-- Region pointing data --
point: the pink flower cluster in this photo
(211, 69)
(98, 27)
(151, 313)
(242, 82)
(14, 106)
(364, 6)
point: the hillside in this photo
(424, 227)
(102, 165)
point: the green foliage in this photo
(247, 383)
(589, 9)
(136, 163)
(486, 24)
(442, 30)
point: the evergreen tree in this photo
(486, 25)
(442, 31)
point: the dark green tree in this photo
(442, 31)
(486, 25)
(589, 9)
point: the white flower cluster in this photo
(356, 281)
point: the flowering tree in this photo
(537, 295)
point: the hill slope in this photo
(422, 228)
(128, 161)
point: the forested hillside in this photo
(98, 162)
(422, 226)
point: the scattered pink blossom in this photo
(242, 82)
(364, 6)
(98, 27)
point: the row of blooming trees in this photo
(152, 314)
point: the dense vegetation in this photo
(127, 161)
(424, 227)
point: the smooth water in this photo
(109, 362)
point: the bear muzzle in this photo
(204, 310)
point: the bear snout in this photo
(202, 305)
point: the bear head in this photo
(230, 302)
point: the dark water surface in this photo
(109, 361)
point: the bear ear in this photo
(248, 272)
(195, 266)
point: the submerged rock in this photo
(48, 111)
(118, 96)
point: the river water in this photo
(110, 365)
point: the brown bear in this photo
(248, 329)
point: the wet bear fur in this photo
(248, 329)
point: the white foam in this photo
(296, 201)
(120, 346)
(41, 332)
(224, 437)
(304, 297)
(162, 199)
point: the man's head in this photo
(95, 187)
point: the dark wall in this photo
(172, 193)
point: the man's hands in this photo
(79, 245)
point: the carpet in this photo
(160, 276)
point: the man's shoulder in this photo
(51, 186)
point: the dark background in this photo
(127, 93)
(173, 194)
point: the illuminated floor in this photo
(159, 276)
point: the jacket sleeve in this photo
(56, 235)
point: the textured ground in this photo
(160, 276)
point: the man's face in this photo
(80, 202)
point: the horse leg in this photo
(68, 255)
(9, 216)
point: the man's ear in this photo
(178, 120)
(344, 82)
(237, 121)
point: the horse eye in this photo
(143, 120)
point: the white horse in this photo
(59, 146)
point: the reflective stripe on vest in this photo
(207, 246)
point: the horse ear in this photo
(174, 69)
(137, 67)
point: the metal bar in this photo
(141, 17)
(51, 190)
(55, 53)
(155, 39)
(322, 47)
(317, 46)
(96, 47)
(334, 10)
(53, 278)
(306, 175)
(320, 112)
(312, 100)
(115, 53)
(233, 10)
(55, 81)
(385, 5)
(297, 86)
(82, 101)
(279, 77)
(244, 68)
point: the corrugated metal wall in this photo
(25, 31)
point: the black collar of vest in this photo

-- Work required --
All records shown above are to be reproduced without any alteration.

-- Response box --
point: the pink flower cluster in this photo
(211, 69)
(98, 27)
(151, 313)
(242, 82)
(14, 106)
(364, 6)
point: the hillside in this photo
(424, 227)
(102, 165)
point: the green foliage in this photo
(247, 383)
(589, 9)
(136, 163)
(486, 24)
(442, 30)
point: the evergreen tree in this photo
(486, 25)
(442, 31)
point: the dark green tree in this photo
(442, 31)
(486, 25)
(589, 9)
point: the white flower cluster in this photo
(356, 281)
point: the flowering tree in this photo
(537, 295)
point: the hill slope in this photo
(422, 228)
(128, 161)
point: the forested hillside in this photo
(98, 162)
(422, 226)
point: the scattered pink blossom in this photo
(242, 82)
(364, 6)
(98, 27)
point: the row of blooming trees in this photo
(152, 314)
point: the dense vegetation in this photo
(127, 161)
(424, 227)
point: the smooth water in this photo
(109, 362)
point: the bear muzzle in this photo
(204, 310)
point: the bear snout in this photo
(202, 305)
point: the bear head in this photo
(230, 302)
point: the dark water surface in this photo
(109, 361)
point: the bear ear in this photo
(248, 272)
(195, 266)
point: the submerged rock in this photo
(48, 111)
(118, 96)
point: the river water in this photo
(110, 365)
point: the brown bear in this photo
(248, 329)
point: the wet bear fur in this photo
(248, 329)
point: the white foam in this photo
(296, 201)
(120, 346)
(41, 332)
(224, 437)
(304, 297)
(162, 199)
point: the man's head in this photo
(95, 187)
point: the dark wall in this photo
(172, 193)
point: the man's hands in this photo
(79, 245)
point: the carpet in this photo
(160, 276)
point: the man's shoulder in this photo
(51, 186)
point: the dark background in this photo
(127, 93)
(173, 194)
point: the illuminated floor in this photo
(159, 276)
point: the jacket sleeve in this photo
(56, 235)
point: the textured ground in this photo
(160, 276)
point: the man's face in this photo
(80, 202)
point: the horse leg in this photo
(68, 255)
(9, 216)
point: the man's ear in this photo
(178, 120)
(344, 82)
(237, 121)
point: the horse eye in this photo
(143, 120)
point: the white horse in this photo
(59, 146)
point: the reflective stripe on vest in this photo
(207, 246)
point: the horse ear in this photo
(174, 69)
(137, 67)
point: the metal bar in this photo
(141, 17)
(51, 190)
(55, 53)
(155, 39)
(322, 47)
(317, 46)
(96, 47)
(334, 10)
(53, 278)
(306, 175)
(320, 112)
(312, 100)
(115, 53)
(233, 10)
(55, 81)
(385, 5)
(297, 86)
(82, 101)
(279, 77)
(244, 68)
point: the corrugated metal wall in this photo
(25, 31)
point: the black collar of vest in this photo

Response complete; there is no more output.